Exercise:
Please give a word-for-word repeat of the line containing "Pick out every instance of the grey" and all lines that come after it in the entries below, ending at the last line.
--------------------------------------------------
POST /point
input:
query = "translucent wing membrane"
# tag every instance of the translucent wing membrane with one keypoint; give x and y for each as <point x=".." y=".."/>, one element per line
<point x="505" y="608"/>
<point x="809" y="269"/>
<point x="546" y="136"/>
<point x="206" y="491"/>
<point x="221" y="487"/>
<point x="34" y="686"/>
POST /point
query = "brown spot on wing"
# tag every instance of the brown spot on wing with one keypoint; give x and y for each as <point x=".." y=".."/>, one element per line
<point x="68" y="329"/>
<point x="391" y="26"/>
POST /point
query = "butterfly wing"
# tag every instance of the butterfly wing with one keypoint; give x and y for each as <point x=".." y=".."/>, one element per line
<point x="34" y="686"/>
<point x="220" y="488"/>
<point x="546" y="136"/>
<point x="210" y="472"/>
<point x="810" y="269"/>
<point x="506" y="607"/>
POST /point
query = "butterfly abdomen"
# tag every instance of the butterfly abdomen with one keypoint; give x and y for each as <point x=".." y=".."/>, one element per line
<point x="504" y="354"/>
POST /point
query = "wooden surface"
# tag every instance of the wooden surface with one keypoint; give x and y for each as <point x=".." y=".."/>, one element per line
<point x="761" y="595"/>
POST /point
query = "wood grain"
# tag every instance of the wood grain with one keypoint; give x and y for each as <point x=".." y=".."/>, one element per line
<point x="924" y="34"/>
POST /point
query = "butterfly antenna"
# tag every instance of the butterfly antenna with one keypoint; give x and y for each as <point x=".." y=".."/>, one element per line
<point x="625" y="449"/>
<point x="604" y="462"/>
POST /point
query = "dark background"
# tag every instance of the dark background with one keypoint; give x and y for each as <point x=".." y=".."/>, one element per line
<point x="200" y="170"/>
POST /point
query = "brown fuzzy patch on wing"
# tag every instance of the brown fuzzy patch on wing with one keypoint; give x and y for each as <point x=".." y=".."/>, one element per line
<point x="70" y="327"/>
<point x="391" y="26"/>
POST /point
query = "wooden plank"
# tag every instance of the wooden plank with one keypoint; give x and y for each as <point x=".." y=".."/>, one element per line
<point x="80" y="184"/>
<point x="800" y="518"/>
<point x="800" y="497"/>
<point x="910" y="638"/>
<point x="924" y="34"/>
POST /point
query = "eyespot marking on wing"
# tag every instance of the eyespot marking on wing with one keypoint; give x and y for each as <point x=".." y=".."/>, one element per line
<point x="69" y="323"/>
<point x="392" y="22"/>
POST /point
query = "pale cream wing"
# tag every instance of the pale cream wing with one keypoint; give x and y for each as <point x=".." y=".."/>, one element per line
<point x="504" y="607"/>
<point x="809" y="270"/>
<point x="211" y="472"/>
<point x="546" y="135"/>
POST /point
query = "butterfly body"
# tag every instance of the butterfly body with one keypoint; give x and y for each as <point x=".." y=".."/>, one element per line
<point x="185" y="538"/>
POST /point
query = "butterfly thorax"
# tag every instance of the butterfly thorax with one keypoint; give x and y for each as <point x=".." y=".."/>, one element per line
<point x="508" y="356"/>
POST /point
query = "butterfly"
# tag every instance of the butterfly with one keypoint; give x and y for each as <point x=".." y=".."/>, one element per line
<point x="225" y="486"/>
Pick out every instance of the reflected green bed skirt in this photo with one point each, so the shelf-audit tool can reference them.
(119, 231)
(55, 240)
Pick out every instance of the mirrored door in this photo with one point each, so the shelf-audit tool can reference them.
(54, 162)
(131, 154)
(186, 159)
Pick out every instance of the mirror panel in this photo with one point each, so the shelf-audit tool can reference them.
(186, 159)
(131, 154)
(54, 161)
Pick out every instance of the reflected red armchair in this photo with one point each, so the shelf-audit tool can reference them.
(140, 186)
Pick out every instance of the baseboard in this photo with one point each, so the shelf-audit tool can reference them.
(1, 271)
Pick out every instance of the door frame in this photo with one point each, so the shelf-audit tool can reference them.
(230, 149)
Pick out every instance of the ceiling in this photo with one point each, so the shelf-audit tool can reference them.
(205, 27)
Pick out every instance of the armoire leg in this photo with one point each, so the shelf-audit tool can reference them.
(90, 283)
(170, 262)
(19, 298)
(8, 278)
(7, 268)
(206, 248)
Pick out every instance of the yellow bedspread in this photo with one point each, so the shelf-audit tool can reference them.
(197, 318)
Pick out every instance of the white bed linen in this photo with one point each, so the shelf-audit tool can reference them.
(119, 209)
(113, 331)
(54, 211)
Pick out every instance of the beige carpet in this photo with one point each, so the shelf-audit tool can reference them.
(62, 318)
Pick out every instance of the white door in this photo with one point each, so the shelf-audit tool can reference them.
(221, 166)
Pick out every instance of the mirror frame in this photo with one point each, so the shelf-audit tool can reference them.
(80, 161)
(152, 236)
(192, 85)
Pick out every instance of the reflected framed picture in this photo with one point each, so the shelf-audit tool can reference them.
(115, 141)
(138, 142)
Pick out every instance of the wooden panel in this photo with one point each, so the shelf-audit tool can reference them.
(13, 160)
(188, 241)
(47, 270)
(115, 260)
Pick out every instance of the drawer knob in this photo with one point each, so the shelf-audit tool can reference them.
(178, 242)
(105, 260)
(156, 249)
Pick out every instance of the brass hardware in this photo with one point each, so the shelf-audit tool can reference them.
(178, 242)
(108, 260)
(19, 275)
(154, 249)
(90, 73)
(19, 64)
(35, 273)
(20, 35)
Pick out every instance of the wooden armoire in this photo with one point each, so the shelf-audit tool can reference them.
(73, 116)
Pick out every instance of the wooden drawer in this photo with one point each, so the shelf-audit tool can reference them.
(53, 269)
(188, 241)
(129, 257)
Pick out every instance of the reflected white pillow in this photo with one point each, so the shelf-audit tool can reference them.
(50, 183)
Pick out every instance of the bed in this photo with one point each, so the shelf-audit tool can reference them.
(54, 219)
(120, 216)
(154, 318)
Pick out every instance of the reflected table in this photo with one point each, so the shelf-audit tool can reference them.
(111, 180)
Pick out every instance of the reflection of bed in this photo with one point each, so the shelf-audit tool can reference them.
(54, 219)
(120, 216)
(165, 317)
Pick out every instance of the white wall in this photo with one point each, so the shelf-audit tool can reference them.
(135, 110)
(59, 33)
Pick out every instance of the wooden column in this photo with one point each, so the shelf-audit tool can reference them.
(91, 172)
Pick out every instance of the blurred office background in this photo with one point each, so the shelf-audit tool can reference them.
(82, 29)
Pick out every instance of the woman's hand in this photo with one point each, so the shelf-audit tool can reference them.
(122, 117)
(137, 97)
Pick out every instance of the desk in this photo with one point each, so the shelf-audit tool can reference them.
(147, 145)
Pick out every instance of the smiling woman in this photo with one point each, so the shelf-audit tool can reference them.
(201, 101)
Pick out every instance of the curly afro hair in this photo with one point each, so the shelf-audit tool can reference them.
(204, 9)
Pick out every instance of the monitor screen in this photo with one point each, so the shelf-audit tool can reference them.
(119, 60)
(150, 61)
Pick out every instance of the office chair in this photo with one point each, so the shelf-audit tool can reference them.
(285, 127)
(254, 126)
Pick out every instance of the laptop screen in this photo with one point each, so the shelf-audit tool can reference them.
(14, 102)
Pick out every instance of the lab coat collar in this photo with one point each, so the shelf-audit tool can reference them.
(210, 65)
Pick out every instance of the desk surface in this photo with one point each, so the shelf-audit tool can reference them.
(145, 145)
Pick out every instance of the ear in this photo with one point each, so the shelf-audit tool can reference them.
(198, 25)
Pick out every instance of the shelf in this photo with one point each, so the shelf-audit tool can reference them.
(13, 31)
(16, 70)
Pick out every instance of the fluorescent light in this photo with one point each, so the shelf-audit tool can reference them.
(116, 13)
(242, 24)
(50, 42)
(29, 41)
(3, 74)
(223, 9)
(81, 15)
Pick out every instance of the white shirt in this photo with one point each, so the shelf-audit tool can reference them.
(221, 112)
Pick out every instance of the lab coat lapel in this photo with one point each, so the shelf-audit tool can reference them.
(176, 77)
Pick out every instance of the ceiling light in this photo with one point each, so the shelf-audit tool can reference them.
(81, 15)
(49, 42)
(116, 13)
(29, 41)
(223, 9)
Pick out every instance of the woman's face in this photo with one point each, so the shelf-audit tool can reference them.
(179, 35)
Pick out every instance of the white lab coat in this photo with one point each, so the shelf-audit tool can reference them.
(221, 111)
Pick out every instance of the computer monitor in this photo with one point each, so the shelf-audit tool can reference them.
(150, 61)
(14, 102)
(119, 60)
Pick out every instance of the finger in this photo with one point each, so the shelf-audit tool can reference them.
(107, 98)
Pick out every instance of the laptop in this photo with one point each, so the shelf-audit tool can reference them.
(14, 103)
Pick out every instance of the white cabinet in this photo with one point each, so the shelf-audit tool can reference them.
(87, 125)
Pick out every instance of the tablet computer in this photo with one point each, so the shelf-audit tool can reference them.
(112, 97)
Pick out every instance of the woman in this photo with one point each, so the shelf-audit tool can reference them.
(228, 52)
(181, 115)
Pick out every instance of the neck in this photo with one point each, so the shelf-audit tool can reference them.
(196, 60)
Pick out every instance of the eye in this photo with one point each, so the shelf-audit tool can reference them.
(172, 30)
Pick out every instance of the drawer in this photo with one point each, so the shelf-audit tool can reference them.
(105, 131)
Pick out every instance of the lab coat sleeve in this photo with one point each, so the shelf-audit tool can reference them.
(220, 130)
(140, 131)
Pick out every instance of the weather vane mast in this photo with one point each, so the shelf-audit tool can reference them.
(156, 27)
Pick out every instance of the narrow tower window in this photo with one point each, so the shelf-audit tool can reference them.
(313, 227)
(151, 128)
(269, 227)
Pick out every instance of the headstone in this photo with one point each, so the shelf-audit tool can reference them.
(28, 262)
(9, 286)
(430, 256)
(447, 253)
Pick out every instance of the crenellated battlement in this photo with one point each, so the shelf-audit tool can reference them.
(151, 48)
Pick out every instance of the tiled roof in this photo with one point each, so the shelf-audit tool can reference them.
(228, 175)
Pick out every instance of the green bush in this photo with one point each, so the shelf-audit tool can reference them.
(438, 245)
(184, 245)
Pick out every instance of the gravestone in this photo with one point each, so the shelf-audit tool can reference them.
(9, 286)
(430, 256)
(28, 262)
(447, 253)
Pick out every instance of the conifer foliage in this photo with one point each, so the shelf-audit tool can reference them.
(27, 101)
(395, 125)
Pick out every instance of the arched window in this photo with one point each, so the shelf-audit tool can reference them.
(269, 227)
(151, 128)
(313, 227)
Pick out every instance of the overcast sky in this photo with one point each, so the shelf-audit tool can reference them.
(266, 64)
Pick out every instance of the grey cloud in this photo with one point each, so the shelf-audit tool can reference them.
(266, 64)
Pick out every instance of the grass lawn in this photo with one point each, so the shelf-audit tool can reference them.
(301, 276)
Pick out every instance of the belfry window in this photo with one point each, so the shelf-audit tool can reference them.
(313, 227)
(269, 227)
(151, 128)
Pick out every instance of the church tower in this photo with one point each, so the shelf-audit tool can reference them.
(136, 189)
--------------------------------------------------
Your solution:
Pick out every instance of the grey cloud in this photo with one point each, so the shelf-audit tool can reference them.
(266, 64)
Pick out every instance of the grass lawn in this photo with one point each, so the shelf-audit tool can reference them.
(301, 276)
Pick out every instance of the belfry window in this photo with one point each, so the shelf-audit tool can reference them.
(313, 227)
(269, 227)
(151, 128)
Pick out every instance of the church tower in this photo with one point each, so the shelf-audit tool can reference them.
(136, 189)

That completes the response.